## Material for this task
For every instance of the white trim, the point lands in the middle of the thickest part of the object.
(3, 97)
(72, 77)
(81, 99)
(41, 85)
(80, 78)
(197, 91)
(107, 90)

## Task to complete
A word-for-word copy of the data is the expected answer.

## Task solution
For every instance of the white trim, the point lands in the middle of the thickest part of the object.
(3, 97)
(72, 77)
(81, 99)
(41, 85)
(80, 78)
(197, 91)
(107, 90)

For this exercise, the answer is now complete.